• **Work to be completed**: Lines from the one with "dry brown leaf." up to and including the one with "Target: white runway marking" are to be copied exactly from the records below, without their pictures.

• **Input material**:
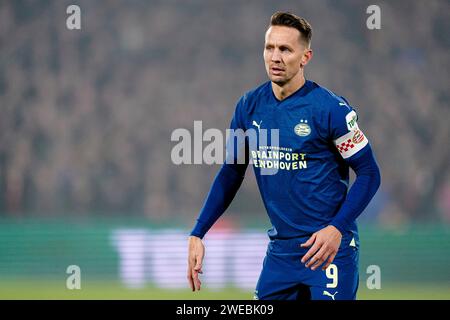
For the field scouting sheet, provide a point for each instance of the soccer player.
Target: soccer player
(313, 247)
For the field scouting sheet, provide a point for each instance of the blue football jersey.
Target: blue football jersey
(318, 133)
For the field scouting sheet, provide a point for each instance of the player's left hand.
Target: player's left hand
(325, 245)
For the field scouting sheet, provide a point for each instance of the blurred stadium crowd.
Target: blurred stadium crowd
(87, 115)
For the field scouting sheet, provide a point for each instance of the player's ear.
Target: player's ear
(306, 57)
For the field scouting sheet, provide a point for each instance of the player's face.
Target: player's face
(283, 54)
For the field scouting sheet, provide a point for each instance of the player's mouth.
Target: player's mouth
(276, 70)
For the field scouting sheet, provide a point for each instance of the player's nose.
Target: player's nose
(276, 56)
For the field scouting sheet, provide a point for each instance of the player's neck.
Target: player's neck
(282, 92)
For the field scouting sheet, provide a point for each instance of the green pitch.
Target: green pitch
(109, 290)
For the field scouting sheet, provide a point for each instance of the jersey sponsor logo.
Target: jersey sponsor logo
(350, 143)
(256, 124)
(326, 293)
(351, 119)
(302, 129)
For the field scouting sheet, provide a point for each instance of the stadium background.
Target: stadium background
(86, 176)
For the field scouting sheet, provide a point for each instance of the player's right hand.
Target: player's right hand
(195, 259)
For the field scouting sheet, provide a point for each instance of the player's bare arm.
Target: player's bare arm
(196, 252)
(325, 245)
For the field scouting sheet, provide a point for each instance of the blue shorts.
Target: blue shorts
(285, 277)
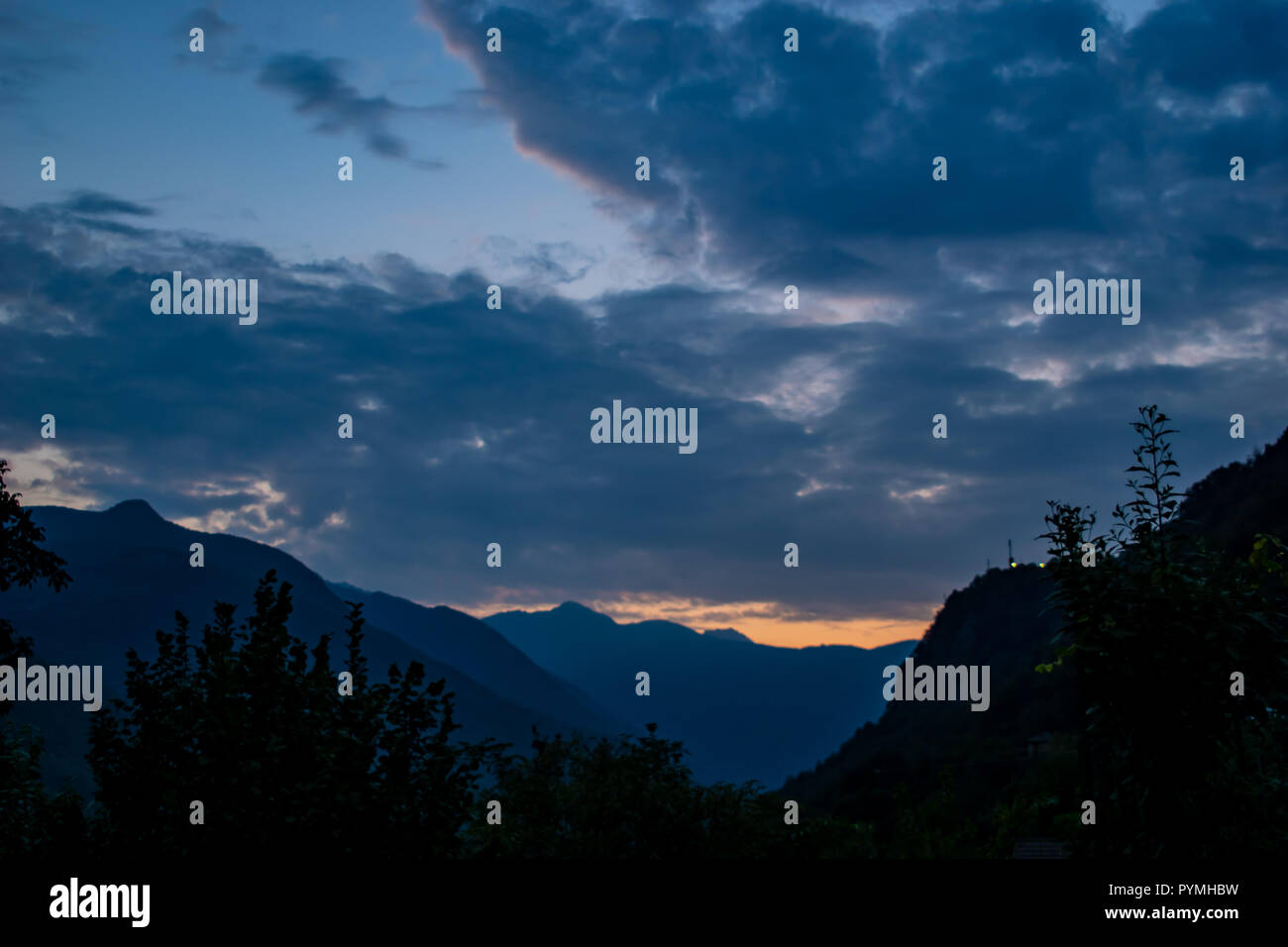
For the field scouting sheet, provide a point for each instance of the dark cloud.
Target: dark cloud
(802, 158)
(318, 90)
(473, 424)
(94, 204)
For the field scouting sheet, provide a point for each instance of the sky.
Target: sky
(518, 169)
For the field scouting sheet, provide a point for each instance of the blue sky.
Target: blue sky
(811, 169)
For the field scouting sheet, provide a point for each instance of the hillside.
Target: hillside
(743, 710)
(130, 574)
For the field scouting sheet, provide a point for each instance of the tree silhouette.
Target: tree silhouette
(250, 722)
(1176, 763)
(29, 819)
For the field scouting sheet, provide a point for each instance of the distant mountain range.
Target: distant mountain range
(130, 574)
(743, 710)
(1003, 620)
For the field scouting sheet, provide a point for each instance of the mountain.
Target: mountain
(743, 710)
(476, 648)
(1000, 620)
(1235, 501)
(130, 574)
(1003, 620)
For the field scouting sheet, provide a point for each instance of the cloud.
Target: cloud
(318, 90)
(804, 166)
(472, 425)
(97, 204)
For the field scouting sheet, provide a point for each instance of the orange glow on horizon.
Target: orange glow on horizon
(764, 622)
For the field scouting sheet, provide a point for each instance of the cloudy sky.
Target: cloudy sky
(518, 167)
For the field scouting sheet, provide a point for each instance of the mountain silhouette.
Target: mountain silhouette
(1003, 620)
(743, 710)
(130, 570)
(480, 651)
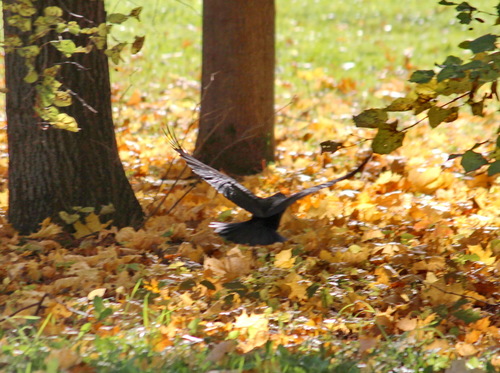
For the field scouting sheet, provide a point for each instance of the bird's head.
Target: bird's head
(276, 198)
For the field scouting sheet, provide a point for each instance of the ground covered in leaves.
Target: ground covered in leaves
(393, 270)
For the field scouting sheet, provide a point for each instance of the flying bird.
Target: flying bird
(266, 212)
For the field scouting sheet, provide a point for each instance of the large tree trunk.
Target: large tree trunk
(237, 104)
(52, 170)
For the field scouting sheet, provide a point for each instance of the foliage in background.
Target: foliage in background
(52, 30)
(393, 271)
(472, 83)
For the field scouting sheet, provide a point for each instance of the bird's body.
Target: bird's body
(261, 229)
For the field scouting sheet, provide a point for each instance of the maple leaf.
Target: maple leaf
(284, 259)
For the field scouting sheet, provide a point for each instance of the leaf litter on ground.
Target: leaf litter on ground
(408, 249)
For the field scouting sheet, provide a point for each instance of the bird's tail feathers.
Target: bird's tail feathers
(247, 233)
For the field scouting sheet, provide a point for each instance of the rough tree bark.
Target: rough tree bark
(236, 130)
(52, 170)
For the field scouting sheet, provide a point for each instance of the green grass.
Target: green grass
(361, 40)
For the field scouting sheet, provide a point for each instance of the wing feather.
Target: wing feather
(226, 185)
(283, 205)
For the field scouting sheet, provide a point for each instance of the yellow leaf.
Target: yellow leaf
(47, 230)
(465, 349)
(96, 293)
(92, 224)
(296, 285)
(255, 328)
(65, 357)
(284, 259)
(485, 256)
(407, 324)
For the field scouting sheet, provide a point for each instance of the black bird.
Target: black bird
(266, 212)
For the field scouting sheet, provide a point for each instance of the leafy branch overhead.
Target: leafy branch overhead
(471, 84)
(54, 29)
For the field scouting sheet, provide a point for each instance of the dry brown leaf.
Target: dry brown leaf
(284, 259)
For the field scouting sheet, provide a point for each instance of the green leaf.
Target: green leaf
(494, 168)
(477, 107)
(115, 52)
(66, 47)
(29, 51)
(422, 76)
(135, 13)
(371, 118)
(483, 43)
(387, 140)
(468, 315)
(465, 18)
(465, 7)
(450, 72)
(117, 18)
(401, 104)
(452, 60)
(62, 98)
(471, 161)
(137, 44)
(65, 122)
(439, 115)
(31, 77)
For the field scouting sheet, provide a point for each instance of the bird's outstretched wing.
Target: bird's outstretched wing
(227, 186)
(295, 197)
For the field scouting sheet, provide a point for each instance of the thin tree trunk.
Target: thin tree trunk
(52, 170)
(237, 106)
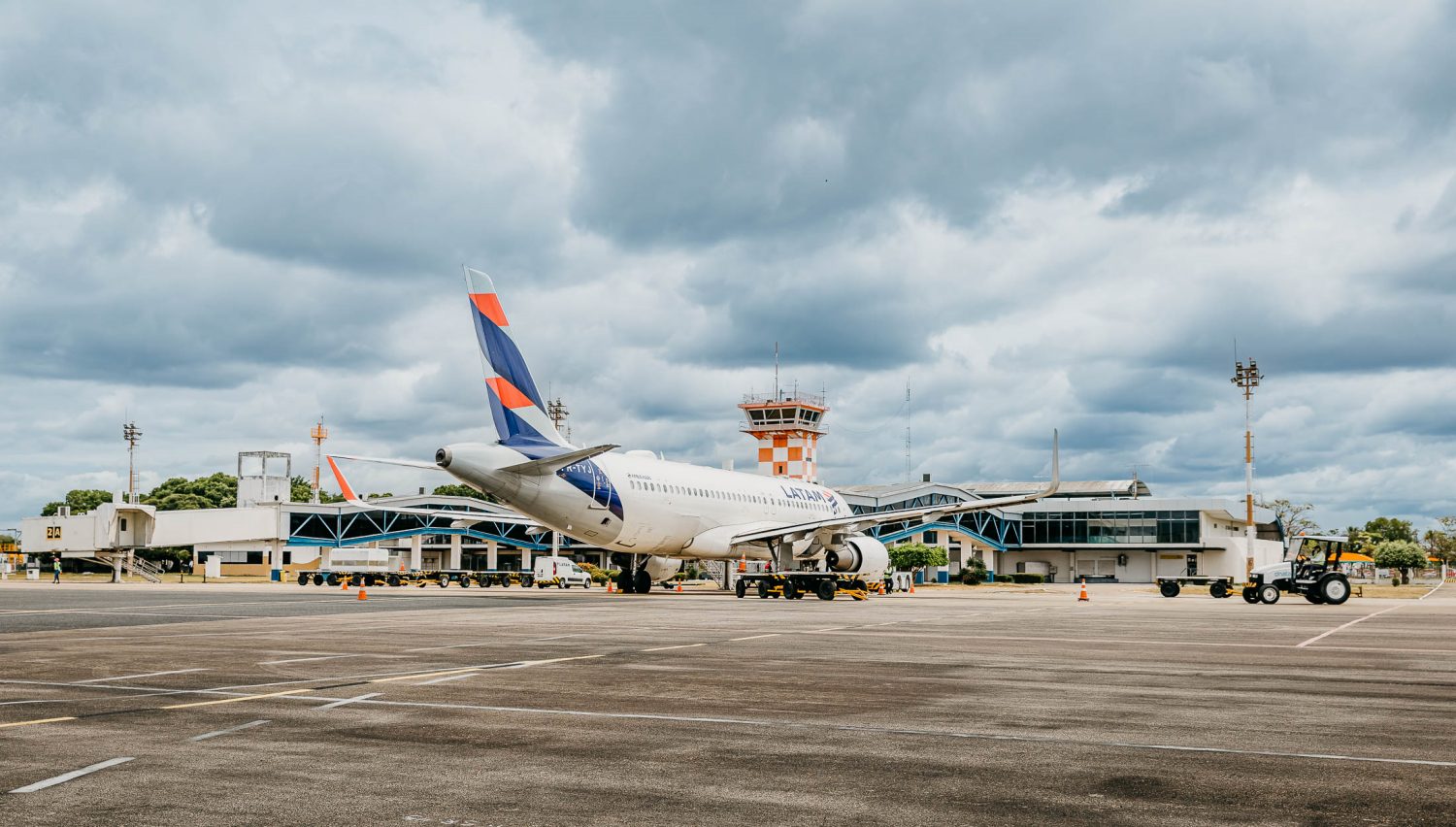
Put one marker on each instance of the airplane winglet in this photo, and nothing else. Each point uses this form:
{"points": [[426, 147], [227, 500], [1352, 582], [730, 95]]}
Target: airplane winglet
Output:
{"points": [[344, 483]]}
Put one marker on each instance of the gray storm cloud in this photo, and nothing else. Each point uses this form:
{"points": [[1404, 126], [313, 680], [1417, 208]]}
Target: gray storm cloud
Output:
{"points": [[226, 221]]}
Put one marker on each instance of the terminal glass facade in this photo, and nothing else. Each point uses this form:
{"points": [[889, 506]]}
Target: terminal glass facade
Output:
{"points": [[1121, 527]]}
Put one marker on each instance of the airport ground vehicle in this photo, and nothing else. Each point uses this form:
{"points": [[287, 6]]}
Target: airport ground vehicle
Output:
{"points": [[1310, 568], [795, 584], [1217, 585], [419, 579], [561, 573]]}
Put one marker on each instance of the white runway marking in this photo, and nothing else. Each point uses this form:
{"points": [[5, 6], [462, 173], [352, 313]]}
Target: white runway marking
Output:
{"points": [[140, 675], [917, 733], [305, 660], [69, 777], [347, 701], [1345, 626], [239, 728], [451, 646], [448, 678]]}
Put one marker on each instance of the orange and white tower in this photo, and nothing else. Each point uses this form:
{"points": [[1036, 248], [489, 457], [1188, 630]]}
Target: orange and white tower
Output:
{"points": [[788, 427]]}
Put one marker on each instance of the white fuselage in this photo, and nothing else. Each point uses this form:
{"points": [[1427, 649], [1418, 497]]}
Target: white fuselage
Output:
{"points": [[640, 504]]}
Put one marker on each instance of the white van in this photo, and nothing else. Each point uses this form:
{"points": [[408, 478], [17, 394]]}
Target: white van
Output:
{"points": [[561, 573]]}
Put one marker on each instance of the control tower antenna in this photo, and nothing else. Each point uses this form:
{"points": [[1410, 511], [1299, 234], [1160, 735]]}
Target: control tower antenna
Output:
{"points": [[777, 370], [1248, 378], [317, 434], [133, 436]]}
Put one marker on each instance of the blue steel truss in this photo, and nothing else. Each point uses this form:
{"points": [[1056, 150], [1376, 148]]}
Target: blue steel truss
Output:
{"points": [[357, 527], [989, 527]]}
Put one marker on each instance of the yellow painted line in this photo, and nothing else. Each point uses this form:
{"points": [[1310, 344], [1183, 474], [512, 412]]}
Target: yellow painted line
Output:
{"points": [[422, 675], [37, 721], [238, 699]]}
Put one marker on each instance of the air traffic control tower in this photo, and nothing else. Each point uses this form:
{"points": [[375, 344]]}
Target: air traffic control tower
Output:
{"points": [[788, 427]]}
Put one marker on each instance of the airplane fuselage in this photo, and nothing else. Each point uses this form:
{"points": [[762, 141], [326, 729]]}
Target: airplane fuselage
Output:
{"points": [[640, 504]]}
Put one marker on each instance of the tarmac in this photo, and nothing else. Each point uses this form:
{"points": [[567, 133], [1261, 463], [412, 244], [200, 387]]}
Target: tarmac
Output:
{"points": [[300, 705]]}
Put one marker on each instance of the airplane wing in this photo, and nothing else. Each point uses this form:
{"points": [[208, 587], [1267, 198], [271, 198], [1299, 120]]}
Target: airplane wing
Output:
{"points": [[486, 512], [856, 523]]}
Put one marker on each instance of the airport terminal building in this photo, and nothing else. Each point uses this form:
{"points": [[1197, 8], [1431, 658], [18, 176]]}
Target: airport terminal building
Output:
{"points": [[1111, 530]]}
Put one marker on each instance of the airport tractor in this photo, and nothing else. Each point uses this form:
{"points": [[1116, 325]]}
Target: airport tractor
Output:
{"points": [[1310, 568]]}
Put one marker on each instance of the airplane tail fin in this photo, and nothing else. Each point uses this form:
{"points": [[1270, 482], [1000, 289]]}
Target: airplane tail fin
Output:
{"points": [[515, 405]]}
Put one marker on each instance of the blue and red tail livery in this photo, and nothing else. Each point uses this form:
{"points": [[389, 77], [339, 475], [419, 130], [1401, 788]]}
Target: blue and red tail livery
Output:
{"points": [[515, 405]]}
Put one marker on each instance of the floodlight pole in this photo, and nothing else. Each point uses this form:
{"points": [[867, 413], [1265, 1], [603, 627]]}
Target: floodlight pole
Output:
{"points": [[1248, 378]]}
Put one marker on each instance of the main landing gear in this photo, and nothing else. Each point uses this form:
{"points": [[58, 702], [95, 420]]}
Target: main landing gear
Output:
{"points": [[634, 579]]}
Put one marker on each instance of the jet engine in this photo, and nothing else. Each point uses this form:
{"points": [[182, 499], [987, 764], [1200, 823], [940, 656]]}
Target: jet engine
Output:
{"points": [[865, 556], [661, 568]]}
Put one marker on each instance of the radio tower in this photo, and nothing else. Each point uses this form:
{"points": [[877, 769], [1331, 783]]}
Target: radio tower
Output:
{"points": [[133, 436], [1248, 379], [317, 434]]}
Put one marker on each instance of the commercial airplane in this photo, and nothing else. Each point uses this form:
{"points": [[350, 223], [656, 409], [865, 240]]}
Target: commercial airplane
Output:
{"points": [[651, 513]]}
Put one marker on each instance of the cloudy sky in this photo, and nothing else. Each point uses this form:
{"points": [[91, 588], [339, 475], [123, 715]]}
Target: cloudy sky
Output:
{"points": [[226, 220]]}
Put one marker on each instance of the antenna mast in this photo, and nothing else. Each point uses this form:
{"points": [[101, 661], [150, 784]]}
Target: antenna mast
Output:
{"points": [[317, 434], [1248, 379], [133, 436], [909, 465]]}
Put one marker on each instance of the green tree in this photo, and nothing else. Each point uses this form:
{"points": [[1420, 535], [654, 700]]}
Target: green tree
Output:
{"points": [[462, 491], [81, 500], [1403, 555], [909, 556], [1293, 515], [973, 573], [1391, 529], [178, 492], [1441, 542]]}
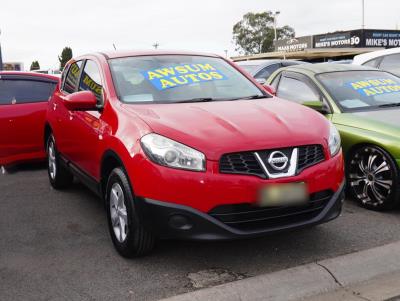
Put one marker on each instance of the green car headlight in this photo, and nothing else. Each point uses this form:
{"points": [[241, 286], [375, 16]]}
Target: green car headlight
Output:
{"points": [[334, 140], [167, 152]]}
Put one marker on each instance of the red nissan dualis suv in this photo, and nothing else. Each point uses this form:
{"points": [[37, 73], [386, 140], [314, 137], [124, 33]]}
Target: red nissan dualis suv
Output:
{"points": [[188, 146]]}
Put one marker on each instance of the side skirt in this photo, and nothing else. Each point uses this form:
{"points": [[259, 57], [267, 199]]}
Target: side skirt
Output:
{"points": [[85, 178]]}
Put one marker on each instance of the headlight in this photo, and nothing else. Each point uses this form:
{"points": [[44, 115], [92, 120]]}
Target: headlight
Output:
{"points": [[334, 140], [167, 152]]}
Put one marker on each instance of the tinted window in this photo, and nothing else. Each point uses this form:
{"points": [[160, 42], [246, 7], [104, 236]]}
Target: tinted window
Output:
{"points": [[267, 71], [71, 80], [176, 78], [372, 63], [296, 90], [391, 63], [362, 90], [24, 91], [91, 80]]}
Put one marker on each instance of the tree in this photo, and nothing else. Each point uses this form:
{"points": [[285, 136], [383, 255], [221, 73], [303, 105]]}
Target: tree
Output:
{"points": [[255, 33], [35, 66], [66, 55]]}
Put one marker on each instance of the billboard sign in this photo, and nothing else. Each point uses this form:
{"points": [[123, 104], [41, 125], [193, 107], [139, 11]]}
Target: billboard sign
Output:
{"points": [[294, 44], [344, 39], [382, 38]]}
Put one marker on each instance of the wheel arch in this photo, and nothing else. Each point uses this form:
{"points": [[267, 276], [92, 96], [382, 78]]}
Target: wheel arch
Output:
{"points": [[47, 132], [109, 161]]}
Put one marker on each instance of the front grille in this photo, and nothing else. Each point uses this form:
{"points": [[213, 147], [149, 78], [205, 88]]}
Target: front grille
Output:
{"points": [[245, 163], [251, 217], [309, 155], [241, 163]]}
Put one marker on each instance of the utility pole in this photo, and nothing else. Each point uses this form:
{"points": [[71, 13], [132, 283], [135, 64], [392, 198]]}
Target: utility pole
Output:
{"points": [[275, 14], [1, 58], [363, 14]]}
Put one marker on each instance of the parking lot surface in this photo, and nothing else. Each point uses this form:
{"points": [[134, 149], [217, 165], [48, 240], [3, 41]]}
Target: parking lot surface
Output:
{"points": [[55, 245]]}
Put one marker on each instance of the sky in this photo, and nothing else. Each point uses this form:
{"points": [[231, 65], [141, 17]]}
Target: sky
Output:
{"points": [[40, 29]]}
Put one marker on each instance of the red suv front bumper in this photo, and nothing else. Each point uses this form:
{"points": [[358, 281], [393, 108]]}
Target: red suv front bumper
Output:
{"points": [[210, 205]]}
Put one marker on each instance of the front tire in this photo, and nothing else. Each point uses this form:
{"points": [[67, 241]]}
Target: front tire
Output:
{"points": [[130, 237], [373, 178], [59, 176]]}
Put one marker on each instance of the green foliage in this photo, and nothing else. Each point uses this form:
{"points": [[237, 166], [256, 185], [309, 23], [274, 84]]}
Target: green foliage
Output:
{"points": [[65, 56], [255, 33], [35, 66]]}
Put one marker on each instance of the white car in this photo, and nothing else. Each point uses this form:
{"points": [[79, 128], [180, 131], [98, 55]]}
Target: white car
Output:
{"points": [[387, 60]]}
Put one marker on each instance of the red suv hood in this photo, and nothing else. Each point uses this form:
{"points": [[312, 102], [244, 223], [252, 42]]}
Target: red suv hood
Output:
{"points": [[215, 128]]}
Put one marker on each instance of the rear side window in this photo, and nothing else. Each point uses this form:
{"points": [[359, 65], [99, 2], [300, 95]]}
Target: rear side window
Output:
{"points": [[296, 90], [267, 71], [71, 80], [16, 91], [91, 80]]}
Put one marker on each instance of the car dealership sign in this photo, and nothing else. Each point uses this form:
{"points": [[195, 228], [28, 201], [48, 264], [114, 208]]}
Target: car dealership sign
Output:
{"points": [[294, 44], [338, 40], [342, 39], [382, 38]]}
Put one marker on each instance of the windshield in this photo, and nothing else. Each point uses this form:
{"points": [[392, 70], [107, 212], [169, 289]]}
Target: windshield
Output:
{"points": [[178, 78], [248, 68], [362, 90]]}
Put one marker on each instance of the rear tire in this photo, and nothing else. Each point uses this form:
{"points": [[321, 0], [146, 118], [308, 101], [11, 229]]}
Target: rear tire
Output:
{"points": [[373, 178], [59, 176], [130, 237]]}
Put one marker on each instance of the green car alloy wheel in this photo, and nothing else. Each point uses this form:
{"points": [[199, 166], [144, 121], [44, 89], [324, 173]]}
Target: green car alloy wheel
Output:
{"points": [[364, 105]]}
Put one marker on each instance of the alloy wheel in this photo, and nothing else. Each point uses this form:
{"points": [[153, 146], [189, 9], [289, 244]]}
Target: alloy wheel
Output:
{"points": [[118, 212], [371, 176]]}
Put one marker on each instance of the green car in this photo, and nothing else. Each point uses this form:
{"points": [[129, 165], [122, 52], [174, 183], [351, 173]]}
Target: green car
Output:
{"points": [[364, 105]]}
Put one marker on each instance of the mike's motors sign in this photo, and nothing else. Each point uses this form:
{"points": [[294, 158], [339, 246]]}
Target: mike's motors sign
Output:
{"points": [[382, 38], [358, 38], [345, 39]]}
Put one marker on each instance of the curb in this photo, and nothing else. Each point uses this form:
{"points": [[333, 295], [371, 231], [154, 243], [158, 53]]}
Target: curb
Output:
{"points": [[306, 280]]}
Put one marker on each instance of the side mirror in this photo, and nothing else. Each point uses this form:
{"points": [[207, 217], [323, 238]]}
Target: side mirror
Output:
{"points": [[271, 90], [318, 106], [81, 101], [261, 81]]}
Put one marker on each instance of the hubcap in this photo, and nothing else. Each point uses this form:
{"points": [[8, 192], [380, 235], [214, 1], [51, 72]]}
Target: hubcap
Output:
{"points": [[52, 160], [371, 176], [119, 217]]}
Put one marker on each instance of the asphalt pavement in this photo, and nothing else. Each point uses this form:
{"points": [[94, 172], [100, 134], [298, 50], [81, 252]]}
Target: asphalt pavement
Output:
{"points": [[55, 246]]}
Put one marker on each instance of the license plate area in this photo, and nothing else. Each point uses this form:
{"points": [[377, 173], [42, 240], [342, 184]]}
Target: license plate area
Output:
{"points": [[288, 194]]}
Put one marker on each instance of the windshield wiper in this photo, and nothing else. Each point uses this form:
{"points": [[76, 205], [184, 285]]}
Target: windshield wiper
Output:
{"points": [[200, 99], [256, 96], [388, 105]]}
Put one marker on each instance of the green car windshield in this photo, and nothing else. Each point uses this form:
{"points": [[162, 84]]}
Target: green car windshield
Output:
{"points": [[362, 90], [179, 78]]}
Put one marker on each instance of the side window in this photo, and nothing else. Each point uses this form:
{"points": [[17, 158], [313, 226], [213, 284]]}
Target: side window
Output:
{"points": [[91, 80], [391, 63], [275, 82], [267, 71], [16, 91], [71, 80], [373, 63], [296, 90]]}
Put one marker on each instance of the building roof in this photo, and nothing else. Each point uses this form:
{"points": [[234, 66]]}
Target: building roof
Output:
{"points": [[365, 57], [327, 67], [307, 54]]}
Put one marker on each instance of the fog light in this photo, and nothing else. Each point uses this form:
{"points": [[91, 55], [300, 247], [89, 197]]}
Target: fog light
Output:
{"points": [[180, 222]]}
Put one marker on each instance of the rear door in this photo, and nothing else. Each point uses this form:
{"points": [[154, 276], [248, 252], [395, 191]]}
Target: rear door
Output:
{"points": [[23, 101]]}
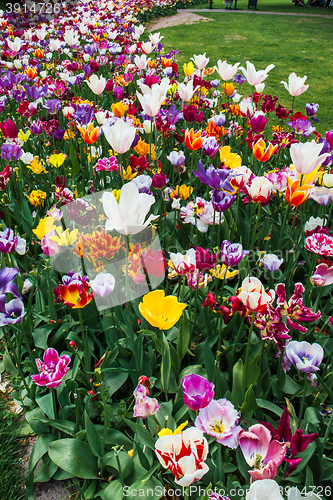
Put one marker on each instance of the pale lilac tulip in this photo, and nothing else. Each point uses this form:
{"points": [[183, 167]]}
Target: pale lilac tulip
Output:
{"points": [[103, 285], [52, 369], [120, 136], [220, 420], [226, 71], [255, 77], [197, 391], [306, 357], [295, 85], [306, 156]]}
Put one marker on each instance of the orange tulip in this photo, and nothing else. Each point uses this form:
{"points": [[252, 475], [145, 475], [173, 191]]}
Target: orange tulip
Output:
{"points": [[263, 153], [193, 140], [89, 134], [39, 53], [295, 194], [31, 72]]}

• **Reply**:
For the field scouting sheet, provide a point for each instance of the dry brown leaf.
Target: dry brown leaf
(284, 259)
For the field scouting sheet, provide a point for each instance of the green leaf.
Target: green leaf
(494, 168)
(477, 107)
(115, 52)
(66, 47)
(29, 51)
(422, 76)
(135, 13)
(371, 118)
(483, 43)
(387, 140)
(468, 315)
(465, 18)
(465, 7)
(450, 72)
(117, 18)
(401, 104)
(452, 60)
(62, 98)
(471, 161)
(137, 44)
(65, 122)
(439, 115)
(31, 77)
For the field scouting sheet, provide a point for each instance of the bird's outstretched wing.
Target: bird's outstretched wing
(227, 186)
(295, 197)
For the field scouting sheet, provide a point for each instance of the thin tree trunk.
Target: thin tree trunk
(52, 170)
(237, 106)
Put one marker on each instance of the airplane winglet in this photo, and nothing else. Each point uses this form:
{"points": [[426, 147], [227, 500], [1352, 582], [730, 95]]}
Target: airplane winglet
Output:
{"points": [[344, 483]]}
Put one marker on each instance of the gray storm cloud in this photo, and nothing else. Each point uses this form:
{"points": [[1404, 126], [313, 680], [1417, 208]]}
Target: gray storm cloud
Output:
{"points": [[226, 221]]}
Put one marker on each instance of the terminal glass facade in this photo, and nothing else. Each point uses this form:
{"points": [[889, 506]]}
Target: terminal glass facade
Output:
{"points": [[1121, 527]]}
Put one marker on each instance of the airport ground vehicle in this photo, and nothing else. Each point uses this form:
{"points": [[287, 6]]}
Target: airport ground vehicle
Output:
{"points": [[1310, 568], [795, 584], [1217, 585], [419, 579], [561, 573]]}
Put one marker on each instance of the white runway marking in this photo, and nothing else. Each point uses this form:
{"points": [[5, 6], [462, 173], [352, 313]]}
Target: white runway marking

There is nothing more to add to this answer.